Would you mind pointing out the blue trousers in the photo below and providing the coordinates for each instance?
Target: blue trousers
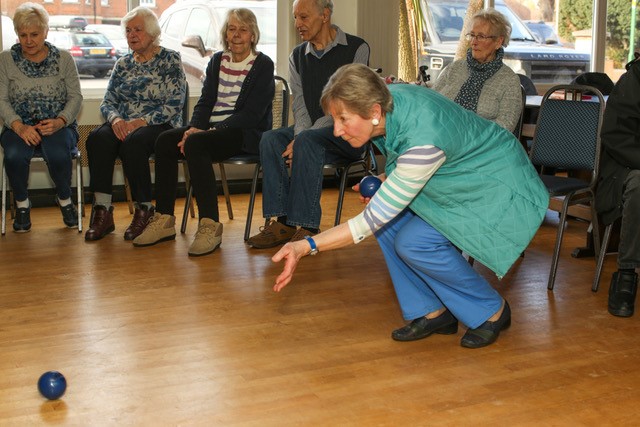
(429, 273)
(298, 197)
(56, 149)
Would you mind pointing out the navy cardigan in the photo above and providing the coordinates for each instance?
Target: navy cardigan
(252, 112)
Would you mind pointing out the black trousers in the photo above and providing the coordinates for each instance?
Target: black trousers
(103, 148)
(201, 150)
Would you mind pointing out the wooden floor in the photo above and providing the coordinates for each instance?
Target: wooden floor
(149, 336)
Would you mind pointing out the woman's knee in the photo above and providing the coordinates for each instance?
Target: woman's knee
(166, 145)
(274, 142)
(417, 241)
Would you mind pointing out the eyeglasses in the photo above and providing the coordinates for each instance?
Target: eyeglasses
(479, 37)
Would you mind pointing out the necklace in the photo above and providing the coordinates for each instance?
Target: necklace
(139, 57)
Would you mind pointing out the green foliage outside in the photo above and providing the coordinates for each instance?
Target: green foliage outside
(577, 15)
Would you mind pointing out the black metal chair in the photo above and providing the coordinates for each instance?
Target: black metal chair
(600, 81)
(567, 138)
(604, 247)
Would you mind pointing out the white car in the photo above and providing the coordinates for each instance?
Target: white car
(115, 34)
(192, 27)
(9, 37)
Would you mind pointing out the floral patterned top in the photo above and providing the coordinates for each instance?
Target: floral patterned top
(34, 91)
(152, 90)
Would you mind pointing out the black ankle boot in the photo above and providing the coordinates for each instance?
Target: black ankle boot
(622, 293)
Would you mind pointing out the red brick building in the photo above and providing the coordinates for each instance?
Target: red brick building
(94, 11)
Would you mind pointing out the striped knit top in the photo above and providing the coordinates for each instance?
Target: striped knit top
(414, 168)
(231, 78)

* [WORK ITEM]: Starting with the first entry and ending with the last, reproduce the listing exactly, without its pictures.

* [ANSWER BOX]:
Would you mind pointing out the blue trousers in the photo below and providing the coordinates for each instance?
Target: blue trousers
(429, 273)
(298, 197)
(56, 149)
Would you mind pointing out the navy cardigan in the photo above and providing the coordinates for each instance?
Target: navy cardigan
(252, 112)
Would you mind pointing out the black trousers in the photo above and providing the coordinates for each instance?
Target: black trousers
(103, 148)
(201, 150)
Would you mind pointing out the wooden floor in the photo above and providing the coordinates for each instance?
Target: wooden floor
(149, 336)
Would you mind pointing out the woman's knee in the photo above and providing the coordinates for each instance?
Target: woman's knee
(166, 145)
(274, 142)
(417, 241)
Would you mind pointing out the eyeglasses in the photo above and providing the coordinates for each instance?
Target: eyeglasses
(479, 37)
Would you mind pointing out the necklace in the photo above and providing the coordinates for each instance?
Target: necklace
(139, 57)
Would you mind pointing out the green foliage outside in the photo above and providing the coordinates for each instance?
Target: green foliage outside
(577, 15)
Would you mind pointing out the black metal chair in the photo above and providing the coordinates for each instance?
Target: black metal chair
(600, 81)
(567, 138)
(604, 247)
Would you mind pointing out the white car in the photo above and providing the coordinates for each instance?
Target: white car
(115, 34)
(192, 27)
(9, 37)
Would you mind pointing out the floral patterned top in the photo above and providing the coordinates for each instance?
Target: floral patterned top
(34, 91)
(152, 90)
Would you mind pointing out the black ankle boot in the photo above and providing the coordinates for each instance?
Target: black ankle boot
(622, 293)
Would you mind pointing out the red brick building in the photo above and providing the coordinates for each instance?
Target: red brick building
(94, 11)
Would you mind pointing out the striped knit top in the photo above and providing the coordinates for each instance?
Target: striped knit top
(414, 168)
(231, 78)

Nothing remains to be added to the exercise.